Image box annotation records:
___
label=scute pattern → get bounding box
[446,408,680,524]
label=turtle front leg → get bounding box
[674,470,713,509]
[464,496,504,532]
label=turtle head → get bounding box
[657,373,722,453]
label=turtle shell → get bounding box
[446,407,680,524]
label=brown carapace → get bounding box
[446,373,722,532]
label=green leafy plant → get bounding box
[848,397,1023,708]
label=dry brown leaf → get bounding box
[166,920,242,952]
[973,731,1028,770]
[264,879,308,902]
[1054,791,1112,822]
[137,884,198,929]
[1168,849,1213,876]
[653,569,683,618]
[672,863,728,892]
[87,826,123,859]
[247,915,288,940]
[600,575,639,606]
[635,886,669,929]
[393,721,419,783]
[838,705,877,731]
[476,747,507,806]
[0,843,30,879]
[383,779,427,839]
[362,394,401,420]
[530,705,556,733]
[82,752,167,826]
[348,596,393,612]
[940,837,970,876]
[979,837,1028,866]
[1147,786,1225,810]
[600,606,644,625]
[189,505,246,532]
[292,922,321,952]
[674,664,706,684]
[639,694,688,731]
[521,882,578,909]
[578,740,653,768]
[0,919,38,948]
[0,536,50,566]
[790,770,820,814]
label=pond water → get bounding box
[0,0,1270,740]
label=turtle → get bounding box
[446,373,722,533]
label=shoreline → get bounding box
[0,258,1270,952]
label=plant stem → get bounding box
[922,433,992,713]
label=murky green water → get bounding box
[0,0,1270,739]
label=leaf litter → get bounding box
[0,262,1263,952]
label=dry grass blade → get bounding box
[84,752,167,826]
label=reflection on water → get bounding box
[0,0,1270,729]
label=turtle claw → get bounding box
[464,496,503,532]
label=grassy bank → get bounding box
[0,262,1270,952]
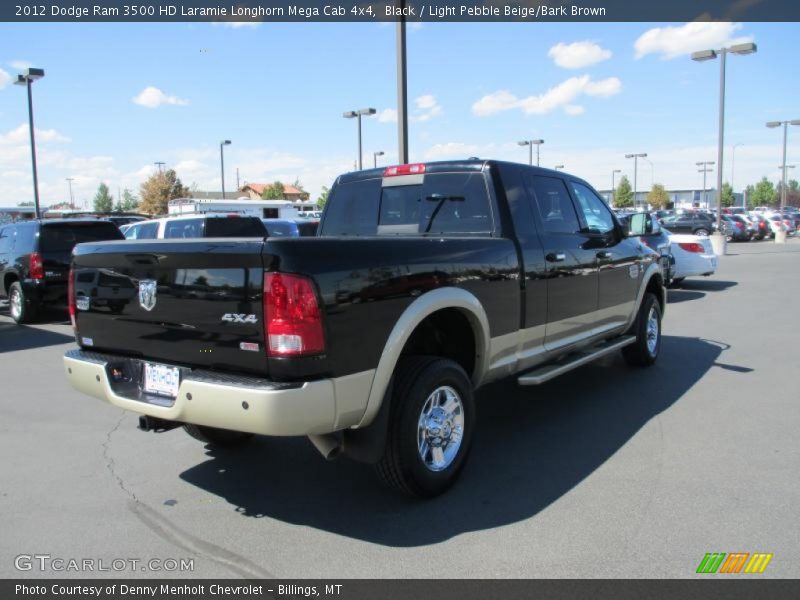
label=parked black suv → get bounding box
[0,219,124,323]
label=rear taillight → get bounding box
[264,273,325,356]
[383,163,425,177]
[67,269,77,329]
[28,252,44,279]
[678,242,703,254]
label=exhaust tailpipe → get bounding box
[308,433,342,460]
[139,415,183,433]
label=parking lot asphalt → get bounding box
[0,240,800,578]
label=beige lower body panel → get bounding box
[64,356,374,436]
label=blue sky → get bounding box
[0,23,800,205]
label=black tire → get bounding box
[622,293,661,367]
[183,423,253,448]
[8,281,39,325]
[375,356,475,498]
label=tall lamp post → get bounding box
[342,108,378,171]
[219,140,231,200]
[692,42,758,255]
[767,119,800,237]
[731,144,747,210]
[608,169,622,204]
[625,152,647,208]
[14,68,44,219]
[694,160,719,210]
[517,140,544,167]
[697,161,714,210]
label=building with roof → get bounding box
[239,183,309,202]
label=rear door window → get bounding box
[524,173,581,233]
[164,219,205,239]
[39,221,124,253]
[570,181,612,234]
[206,217,267,237]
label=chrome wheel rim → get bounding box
[417,385,464,471]
[647,307,658,356]
[8,290,22,319]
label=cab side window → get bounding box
[570,181,614,234]
[524,173,581,233]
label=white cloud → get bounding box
[411,94,442,123]
[376,108,397,123]
[472,75,622,117]
[633,21,752,60]
[131,85,189,108]
[547,40,611,69]
[0,123,70,145]
[8,60,33,71]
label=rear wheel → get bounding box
[8,281,39,324]
[376,356,475,497]
[183,423,253,448]
[622,293,661,367]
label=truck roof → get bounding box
[337,158,586,183]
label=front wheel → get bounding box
[376,356,475,497]
[183,423,253,448]
[622,294,661,367]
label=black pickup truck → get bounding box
[64,160,666,496]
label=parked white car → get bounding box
[662,227,719,284]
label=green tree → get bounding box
[722,181,736,206]
[261,181,286,200]
[647,183,669,210]
[119,188,139,212]
[139,169,189,215]
[747,177,775,206]
[94,183,114,212]
[612,175,633,208]
[317,185,330,210]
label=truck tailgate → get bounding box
[73,239,267,375]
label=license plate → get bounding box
[144,363,181,398]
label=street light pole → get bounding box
[396,6,408,165]
[694,160,721,210]
[517,140,544,167]
[342,108,378,171]
[625,152,647,208]
[731,144,747,210]
[219,140,231,200]
[14,68,44,219]
[692,42,758,254]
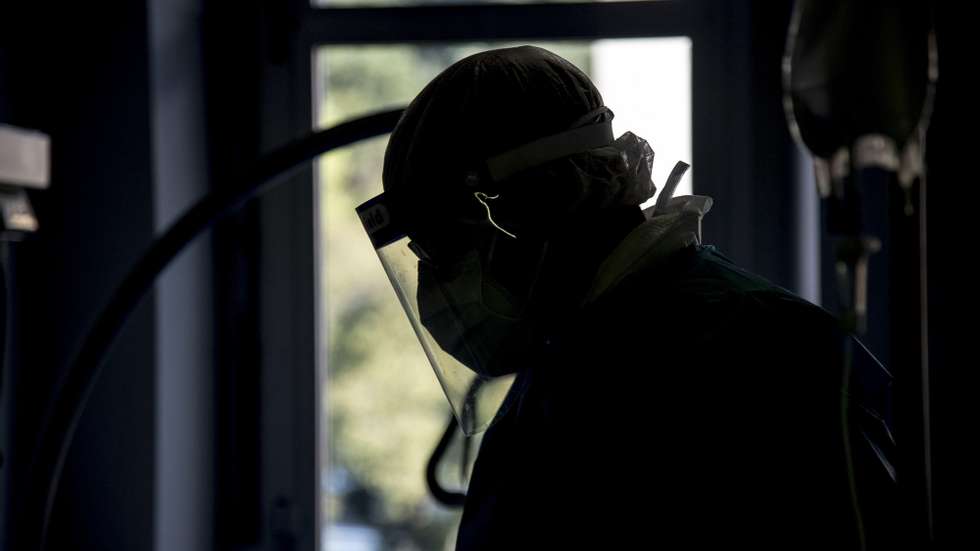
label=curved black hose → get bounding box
[425,414,466,507]
[22,109,402,550]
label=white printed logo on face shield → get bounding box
[417,251,531,377]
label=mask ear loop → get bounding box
[473,191,517,239]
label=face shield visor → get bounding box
[357,108,636,434]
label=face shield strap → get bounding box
[357,193,406,250]
[486,107,614,182]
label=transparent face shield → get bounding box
[357,194,519,435]
[357,107,613,435]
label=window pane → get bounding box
[314,38,691,551]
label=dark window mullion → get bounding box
[302,0,694,45]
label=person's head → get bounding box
[383,46,654,298]
[358,46,655,431]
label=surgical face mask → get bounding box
[417,250,533,377]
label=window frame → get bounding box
[260,0,799,550]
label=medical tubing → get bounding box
[22,109,403,550]
[425,413,466,507]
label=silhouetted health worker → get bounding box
[358,47,895,551]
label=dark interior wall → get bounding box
[148,0,215,551]
[927,2,980,549]
[0,0,223,549]
[692,0,804,294]
[4,2,156,549]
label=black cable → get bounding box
[22,109,402,550]
[425,414,466,507]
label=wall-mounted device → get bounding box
[0,124,51,240]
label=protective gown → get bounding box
[457,192,895,551]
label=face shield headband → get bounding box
[357,107,614,434]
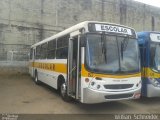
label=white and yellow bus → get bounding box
[29,21,141,103]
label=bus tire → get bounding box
[60,82,71,102]
[34,71,40,85]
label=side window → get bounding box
[29,48,33,60]
[47,40,56,59]
[40,43,48,59]
[36,45,41,59]
[56,35,69,59]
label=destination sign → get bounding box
[150,33,160,42]
[95,24,132,35]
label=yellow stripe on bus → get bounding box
[142,67,160,78]
[29,62,141,79]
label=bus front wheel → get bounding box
[60,82,71,102]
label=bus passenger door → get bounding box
[67,36,80,99]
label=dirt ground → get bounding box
[0,74,160,114]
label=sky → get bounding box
[135,0,160,7]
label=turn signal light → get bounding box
[85,78,89,83]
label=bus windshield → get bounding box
[150,42,160,72]
[86,34,140,74]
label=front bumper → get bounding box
[82,88,141,104]
[147,84,160,97]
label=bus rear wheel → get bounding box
[60,82,71,102]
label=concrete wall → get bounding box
[0,0,160,73]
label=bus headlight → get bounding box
[149,78,160,87]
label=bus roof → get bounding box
[137,31,160,36]
[31,21,134,48]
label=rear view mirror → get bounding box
[80,34,86,47]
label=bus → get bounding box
[29,21,141,104]
[137,31,160,97]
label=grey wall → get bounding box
[0,0,160,72]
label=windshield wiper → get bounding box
[101,33,107,63]
[121,38,128,60]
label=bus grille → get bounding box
[104,84,134,89]
[105,94,133,99]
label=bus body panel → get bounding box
[137,32,160,97]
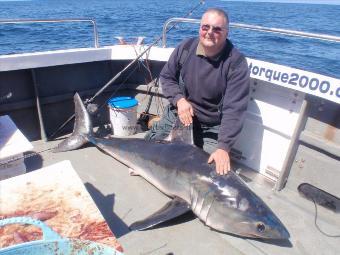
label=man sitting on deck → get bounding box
[145,8,250,174]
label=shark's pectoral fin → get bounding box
[130,197,191,230]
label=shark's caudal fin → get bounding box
[53,93,92,152]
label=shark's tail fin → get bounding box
[53,93,92,152]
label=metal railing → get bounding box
[162,18,340,48]
[0,18,99,48]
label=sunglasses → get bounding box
[201,24,226,34]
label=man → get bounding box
[146,8,249,175]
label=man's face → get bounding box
[199,12,228,49]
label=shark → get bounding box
[54,93,290,239]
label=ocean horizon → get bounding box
[0,0,340,78]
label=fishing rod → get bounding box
[49,0,204,139]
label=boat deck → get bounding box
[19,133,340,255]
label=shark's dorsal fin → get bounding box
[165,118,194,145]
[129,197,191,230]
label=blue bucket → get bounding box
[108,97,138,136]
[0,217,122,255]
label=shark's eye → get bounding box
[256,223,266,233]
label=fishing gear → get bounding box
[49,0,204,139]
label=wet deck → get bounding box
[21,134,340,255]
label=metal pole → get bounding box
[49,1,204,139]
[275,99,308,191]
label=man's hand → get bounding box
[177,98,194,127]
[208,149,230,175]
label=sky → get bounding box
[226,0,340,5]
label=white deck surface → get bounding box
[17,134,340,255]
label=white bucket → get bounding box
[108,97,138,136]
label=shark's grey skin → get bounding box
[56,94,289,239]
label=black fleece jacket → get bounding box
[160,38,250,151]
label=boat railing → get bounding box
[0,18,99,48]
[162,18,340,48]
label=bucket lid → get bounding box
[108,97,138,109]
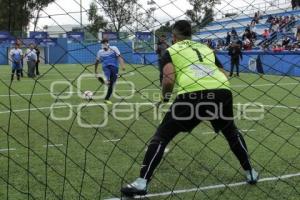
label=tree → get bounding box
[28,0,55,31]
[87,2,107,38]
[97,0,137,32]
[0,0,54,36]
[186,0,220,28]
[155,22,172,36]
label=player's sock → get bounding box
[223,129,252,171]
[105,82,114,101]
[140,139,166,180]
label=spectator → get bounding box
[34,45,41,76]
[262,29,270,39]
[156,35,169,85]
[251,11,261,24]
[226,32,231,46]
[228,44,243,77]
[9,42,23,81]
[231,27,237,36]
[266,15,274,23]
[296,26,300,42]
[243,38,252,51]
[272,43,284,53]
[293,43,300,51]
[291,0,296,10]
[25,44,37,78]
[282,36,291,49]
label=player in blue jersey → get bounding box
[9,42,23,81]
[95,39,125,104]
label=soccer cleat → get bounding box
[121,178,147,197]
[246,169,259,185]
[104,100,112,105]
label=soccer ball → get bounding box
[83,90,93,101]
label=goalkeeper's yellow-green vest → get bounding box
[168,40,230,94]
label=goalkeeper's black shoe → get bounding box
[121,178,147,197]
[246,169,259,185]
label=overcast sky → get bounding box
[31,0,289,29]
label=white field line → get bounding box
[0,72,135,82]
[43,144,64,148]
[103,139,121,143]
[0,81,300,97]
[201,129,255,135]
[105,173,300,200]
[0,148,17,152]
[0,103,300,114]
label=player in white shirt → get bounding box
[95,39,125,104]
[25,44,37,78]
[9,42,23,81]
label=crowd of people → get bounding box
[205,12,300,52]
[9,40,40,81]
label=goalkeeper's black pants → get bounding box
[140,89,252,181]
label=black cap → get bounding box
[101,38,108,44]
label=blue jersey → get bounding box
[9,49,23,63]
[97,46,120,68]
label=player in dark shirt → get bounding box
[34,45,41,76]
[156,35,169,85]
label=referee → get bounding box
[121,20,258,197]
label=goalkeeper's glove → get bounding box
[155,96,170,109]
[96,74,105,84]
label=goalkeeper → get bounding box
[121,20,258,197]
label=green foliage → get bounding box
[0,0,54,35]
[186,0,220,28]
[87,2,107,38]
[98,0,137,32]
[156,22,172,36]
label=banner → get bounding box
[0,31,14,44]
[67,32,84,43]
[39,38,57,47]
[135,32,153,41]
[29,31,49,39]
[21,38,36,47]
[102,32,119,42]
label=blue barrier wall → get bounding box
[45,38,68,65]
[217,51,300,76]
[132,53,158,65]
[68,43,100,64]
[0,46,8,65]
[67,42,132,64]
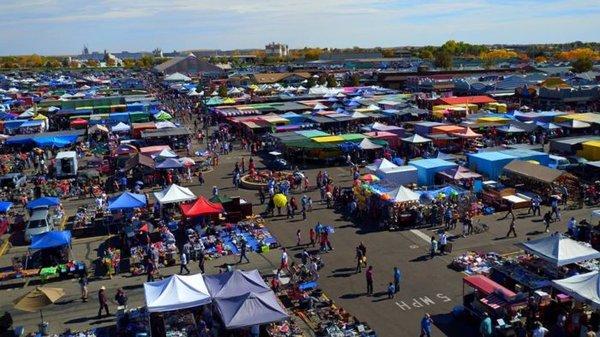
___
Could you copy out, character for character, the lines of the data from the one holding "label=player's sock → get bounding box" through the one holding "[104,100,112,105]", with both of those lines included?

label=player's sock → get bounding box
[223,129,252,171]
[105,82,114,101]
[140,139,166,180]
label=spectator → get bounding box
[34,45,41,76]
[262,29,270,39]
[156,35,169,85]
[251,11,261,24]
[226,32,231,46]
[228,44,243,77]
[9,42,23,81]
[231,27,237,36]
[266,15,274,23]
[296,26,300,42]
[243,38,252,51]
[272,43,284,53]
[293,43,300,51]
[291,0,296,10]
[25,44,37,78]
[282,36,291,49]
label=player in blue jersey → get bounding box
[9,42,23,81]
[95,39,125,104]
label=soccer cleat → get bounding box
[121,178,147,197]
[246,169,259,185]
[104,100,112,105]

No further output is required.